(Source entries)
※ ※ ※
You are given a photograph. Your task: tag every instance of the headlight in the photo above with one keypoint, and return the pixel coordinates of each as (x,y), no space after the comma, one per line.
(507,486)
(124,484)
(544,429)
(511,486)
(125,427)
※ ※ ※
_GOAL OF THE EXERCISE:_
Arrange every line of the entries above as a Markdown table with the columns "Row" and "Line", numbering the rows in order and omitting any blank lines.

_RESULT OF THE TASK:_
| Row | Line |
|---|---|
| 1 | You are given a photograph. Your task: tag every instance of the headlight in the photo above with one keypoint, and return the pixel coordinates of each as (x,y), no space after the comma, one per line. |
| 2 | (507,486) |
| 3 | (124,484) |
| 4 | (544,429) |
| 5 | (511,486) |
| 6 | (125,427) |